• Given records:
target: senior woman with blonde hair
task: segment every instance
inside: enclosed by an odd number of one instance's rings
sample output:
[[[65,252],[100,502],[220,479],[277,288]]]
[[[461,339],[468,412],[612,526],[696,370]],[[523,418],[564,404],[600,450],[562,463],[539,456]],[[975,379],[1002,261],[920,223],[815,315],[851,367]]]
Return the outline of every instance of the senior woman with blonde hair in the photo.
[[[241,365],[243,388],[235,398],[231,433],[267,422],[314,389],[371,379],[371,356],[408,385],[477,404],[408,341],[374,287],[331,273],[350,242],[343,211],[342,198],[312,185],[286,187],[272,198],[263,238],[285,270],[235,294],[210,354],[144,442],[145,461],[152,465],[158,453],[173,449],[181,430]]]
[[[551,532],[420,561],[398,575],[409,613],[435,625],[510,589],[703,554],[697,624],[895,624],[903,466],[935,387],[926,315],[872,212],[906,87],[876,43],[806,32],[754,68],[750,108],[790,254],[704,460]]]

• What you need to do: Format all of the data above as a Markdown table with two columns, No. and Entry. Give each line its own numbered row and leave out blank lines.

• Result for this exercise:
| No. | Entry |
|---|---|
| 1 | target: senior woman with blonde hair |
| 2 | task: segment every instance |
| 3 | inside: enclosed by an odd number of one instance's rings |
| 4 | sample output: |
| 5 | [[[65,252],[100,502],[220,479],[277,288]]] |
| 6 | [[[461,339],[468,412],[612,526],[696,370]],[[523,418],[564,404],[600,450],[562,463],[539,456]],[[975,379],[1002,261],[920,223],[815,315],[851,367]]] |
| 7 | Return the outline of every instance of the senior woman with blonde hair in the photo. |
| 8 | [[[241,365],[243,388],[235,398],[231,433],[267,422],[314,389],[371,379],[371,356],[408,385],[477,404],[408,341],[374,287],[331,273],[350,242],[343,211],[342,198],[312,185],[286,187],[272,198],[263,238],[285,270],[235,294],[210,354],[144,442],[145,461],[152,465],[158,453],[173,449],[181,430]]] |
| 9 | [[[551,532],[420,561],[398,575],[409,613],[435,625],[510,589],[703,554],[697,624],[895,624],[903,466],[935,387],[926,315],[872,212],[906,87],[876,43],[806,32],[754,68],[750,108],[790,254],[704,460]]] |